* **Directions**
#1 Reproduce the passage on RTP transport characteristics word for word, starting with "3.5. Transport Characteristics" and going on through "provides additional information.".
#2 Carry on the passage about RTP transport characteristics and path MTU, picking up right after its final sentence.

[START Extract provided]

3.5. Transport Characteristics

The general channel characteristics that RTP flows experience are documented in Section 3 of "Guidelines for Writers of RTP Payload Format Specifications" [RFC2736]. The discussion below provides additional information.

3.5.1. Path MTU

At the time of writing, the most common IP Maximum Transmission Unit (MTU) in commonly deployed link layers is 1500 bytes (Ethernet data payload). However, there exist both links with smaller MTUs and links with much larger MTUs. An example for links with small MTU size is older generation cellular links. Certain parts of the Internet already support an IP MTU of 8000 bytes or more, but these are limited islands. The most likely places to find MTUs larger than 1500 bytes are within enterprise networks, university networks, data centers, storage networks, and over high capacity (10 Gbps or more) links. There is a slow, ongoing evolution towards larger MTU sizes. However, at the same time, it has become common to use tunneling protocols, often multiple ones, whose overhead when added together can shrink the MTU significantly. Thus, there exists a need both to consider limited MTUs as well as enable support of larger MTUs. This should be considered in the design, especially in regard to features such as aggregation of independently decodable data units.

[END Extract provided]
[START Items]

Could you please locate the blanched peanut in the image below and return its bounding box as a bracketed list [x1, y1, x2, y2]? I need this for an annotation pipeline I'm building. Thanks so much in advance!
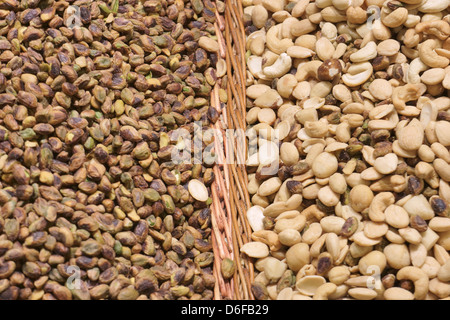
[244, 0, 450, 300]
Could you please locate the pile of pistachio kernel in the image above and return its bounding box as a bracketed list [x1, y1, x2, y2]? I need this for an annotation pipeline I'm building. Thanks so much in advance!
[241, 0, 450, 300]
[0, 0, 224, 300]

[END Items]
[START Items]

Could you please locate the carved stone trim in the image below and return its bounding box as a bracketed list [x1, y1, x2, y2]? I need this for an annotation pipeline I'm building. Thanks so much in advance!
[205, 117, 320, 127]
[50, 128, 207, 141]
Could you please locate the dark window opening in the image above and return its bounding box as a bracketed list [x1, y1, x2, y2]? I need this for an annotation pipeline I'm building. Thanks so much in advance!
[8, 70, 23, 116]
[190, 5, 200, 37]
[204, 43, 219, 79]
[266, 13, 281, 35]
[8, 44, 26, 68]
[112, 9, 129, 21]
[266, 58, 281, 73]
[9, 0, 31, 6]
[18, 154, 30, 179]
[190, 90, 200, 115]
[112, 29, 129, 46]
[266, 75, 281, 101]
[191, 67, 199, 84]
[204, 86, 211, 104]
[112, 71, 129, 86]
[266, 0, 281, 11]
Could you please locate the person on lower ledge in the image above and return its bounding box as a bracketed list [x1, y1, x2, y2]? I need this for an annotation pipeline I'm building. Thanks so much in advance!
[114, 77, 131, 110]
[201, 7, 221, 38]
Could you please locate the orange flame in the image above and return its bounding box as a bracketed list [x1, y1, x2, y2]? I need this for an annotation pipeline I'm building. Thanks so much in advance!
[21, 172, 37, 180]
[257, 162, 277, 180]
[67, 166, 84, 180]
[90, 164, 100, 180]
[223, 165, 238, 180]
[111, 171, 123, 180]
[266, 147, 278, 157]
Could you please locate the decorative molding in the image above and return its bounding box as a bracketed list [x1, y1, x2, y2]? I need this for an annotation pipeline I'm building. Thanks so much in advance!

[END Items]

* **Replies**
#1
3.5. Transport Characteristics

The general channel characteristics that RTP flows experience are documented in Section 3 of "Guidelines for Writers of RTP Payload Format Specifications" [RFC2736]. The discussion below provides additional information.

#2
3.5.2. Different Queuing Algorithms

Routers and switches on the network path between an IP sender and a particular receiver can exhibit different behaviors affecting the end-to-end characteristics. One of the more important aspects of this is queuing behavior. Routers and switches have some amount of queuing to handle temporary bursts of data that designated to leave the switch or router on the same egress link. A queue, when not empty, results in an increased path delay.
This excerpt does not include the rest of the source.